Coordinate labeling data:
○ ○ ○

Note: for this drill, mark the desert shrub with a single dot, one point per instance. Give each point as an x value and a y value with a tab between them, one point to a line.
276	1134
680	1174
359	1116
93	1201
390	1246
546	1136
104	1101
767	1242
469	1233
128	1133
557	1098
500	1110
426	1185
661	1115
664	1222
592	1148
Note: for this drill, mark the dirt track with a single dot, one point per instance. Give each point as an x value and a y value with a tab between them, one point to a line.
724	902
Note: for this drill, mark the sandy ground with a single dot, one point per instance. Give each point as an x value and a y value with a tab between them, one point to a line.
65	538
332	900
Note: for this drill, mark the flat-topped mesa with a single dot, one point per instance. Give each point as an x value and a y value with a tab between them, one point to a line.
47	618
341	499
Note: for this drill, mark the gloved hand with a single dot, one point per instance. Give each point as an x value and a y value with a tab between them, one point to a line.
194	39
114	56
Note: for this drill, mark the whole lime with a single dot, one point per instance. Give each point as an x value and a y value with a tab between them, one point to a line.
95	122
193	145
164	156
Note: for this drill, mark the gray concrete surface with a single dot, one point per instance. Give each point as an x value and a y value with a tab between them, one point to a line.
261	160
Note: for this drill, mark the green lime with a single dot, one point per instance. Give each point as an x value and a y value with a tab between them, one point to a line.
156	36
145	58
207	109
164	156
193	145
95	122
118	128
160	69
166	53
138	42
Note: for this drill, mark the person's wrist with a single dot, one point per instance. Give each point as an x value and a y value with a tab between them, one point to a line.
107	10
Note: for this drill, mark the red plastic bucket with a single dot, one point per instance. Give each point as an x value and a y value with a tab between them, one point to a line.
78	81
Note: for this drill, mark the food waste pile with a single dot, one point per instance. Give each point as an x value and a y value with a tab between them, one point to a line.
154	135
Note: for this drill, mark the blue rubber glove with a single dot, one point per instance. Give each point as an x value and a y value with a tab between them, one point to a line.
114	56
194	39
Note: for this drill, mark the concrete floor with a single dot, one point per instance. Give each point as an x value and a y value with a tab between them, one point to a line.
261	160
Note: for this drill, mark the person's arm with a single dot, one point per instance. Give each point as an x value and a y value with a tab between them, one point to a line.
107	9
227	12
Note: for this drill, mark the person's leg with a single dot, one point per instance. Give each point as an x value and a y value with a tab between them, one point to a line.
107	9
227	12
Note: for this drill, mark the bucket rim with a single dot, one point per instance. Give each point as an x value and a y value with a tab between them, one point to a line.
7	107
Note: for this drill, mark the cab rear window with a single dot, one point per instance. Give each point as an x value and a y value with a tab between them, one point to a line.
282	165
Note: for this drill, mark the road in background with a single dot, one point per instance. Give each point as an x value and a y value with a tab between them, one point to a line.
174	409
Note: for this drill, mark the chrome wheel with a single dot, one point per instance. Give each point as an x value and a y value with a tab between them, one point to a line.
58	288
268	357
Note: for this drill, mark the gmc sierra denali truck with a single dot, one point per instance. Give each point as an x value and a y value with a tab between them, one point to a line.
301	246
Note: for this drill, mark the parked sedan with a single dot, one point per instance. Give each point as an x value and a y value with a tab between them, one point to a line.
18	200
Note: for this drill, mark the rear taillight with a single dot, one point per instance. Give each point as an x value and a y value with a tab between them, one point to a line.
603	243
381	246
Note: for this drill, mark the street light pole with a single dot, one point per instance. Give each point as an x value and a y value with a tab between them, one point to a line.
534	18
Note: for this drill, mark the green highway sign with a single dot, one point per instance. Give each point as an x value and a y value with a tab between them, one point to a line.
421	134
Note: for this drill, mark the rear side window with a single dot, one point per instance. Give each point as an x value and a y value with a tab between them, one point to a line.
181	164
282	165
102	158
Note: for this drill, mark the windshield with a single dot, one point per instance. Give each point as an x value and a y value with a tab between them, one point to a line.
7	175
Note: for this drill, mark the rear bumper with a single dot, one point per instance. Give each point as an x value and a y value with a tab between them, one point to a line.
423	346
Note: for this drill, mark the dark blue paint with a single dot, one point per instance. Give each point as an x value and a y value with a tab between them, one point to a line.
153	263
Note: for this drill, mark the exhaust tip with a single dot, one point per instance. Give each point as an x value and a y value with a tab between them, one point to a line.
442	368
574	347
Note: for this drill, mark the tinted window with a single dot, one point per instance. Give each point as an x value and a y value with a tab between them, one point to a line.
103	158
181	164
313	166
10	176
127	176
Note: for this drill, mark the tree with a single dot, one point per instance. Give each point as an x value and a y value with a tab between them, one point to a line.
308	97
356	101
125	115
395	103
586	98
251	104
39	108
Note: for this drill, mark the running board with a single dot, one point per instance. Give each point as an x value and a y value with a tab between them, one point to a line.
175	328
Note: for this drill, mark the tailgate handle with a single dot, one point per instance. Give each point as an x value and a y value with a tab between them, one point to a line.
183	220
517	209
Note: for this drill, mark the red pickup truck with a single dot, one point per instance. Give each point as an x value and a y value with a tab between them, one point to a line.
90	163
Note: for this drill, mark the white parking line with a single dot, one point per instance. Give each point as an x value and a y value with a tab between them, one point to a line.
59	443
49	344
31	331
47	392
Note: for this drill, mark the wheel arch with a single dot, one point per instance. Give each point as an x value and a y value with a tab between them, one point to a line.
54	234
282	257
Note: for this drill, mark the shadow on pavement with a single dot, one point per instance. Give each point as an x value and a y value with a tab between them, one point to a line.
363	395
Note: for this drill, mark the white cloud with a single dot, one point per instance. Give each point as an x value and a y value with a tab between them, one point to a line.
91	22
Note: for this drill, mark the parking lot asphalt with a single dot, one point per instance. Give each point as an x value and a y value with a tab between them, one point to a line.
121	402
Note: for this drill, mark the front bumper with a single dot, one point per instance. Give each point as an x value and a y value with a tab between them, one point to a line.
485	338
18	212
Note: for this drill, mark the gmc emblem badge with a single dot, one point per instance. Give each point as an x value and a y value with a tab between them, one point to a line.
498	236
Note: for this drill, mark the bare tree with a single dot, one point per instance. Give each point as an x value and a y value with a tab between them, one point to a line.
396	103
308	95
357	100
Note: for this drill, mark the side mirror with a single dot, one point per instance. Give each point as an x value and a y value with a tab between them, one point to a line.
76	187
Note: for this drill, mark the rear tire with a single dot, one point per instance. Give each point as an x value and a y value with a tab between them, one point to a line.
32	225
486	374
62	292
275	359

○ ○ ○

Description of the task:
Return every line from the one holding "Note: for this drill, mark the gmc emblem" through the end of the data, exactly as it appears, with both ends kept and nothing else.

Output of the task:
Note: for this drill, mark the gmc emblem badge with a single dot, one point per instance. Give each point as an x value and a y value with a tab between them, one point to a line.
498	236
Note: for this drill, mark the bare tree with a single dot, one point per instance. Give each point as an x value and a y value with a tab between them, one point to a line.
396	103
308	95
357	100
Note: for this drill, mark the side mirror with a single dot, one point per instance. Give each point as an x value and a y value with a tab between them, one point to a line.
76	187
Note: for this drill, mark the rear tire with a single dot, one point per instance. Give each point as an x value and a y value with a tab between them, one point to a line.
32	225
486	374
62	292
275	359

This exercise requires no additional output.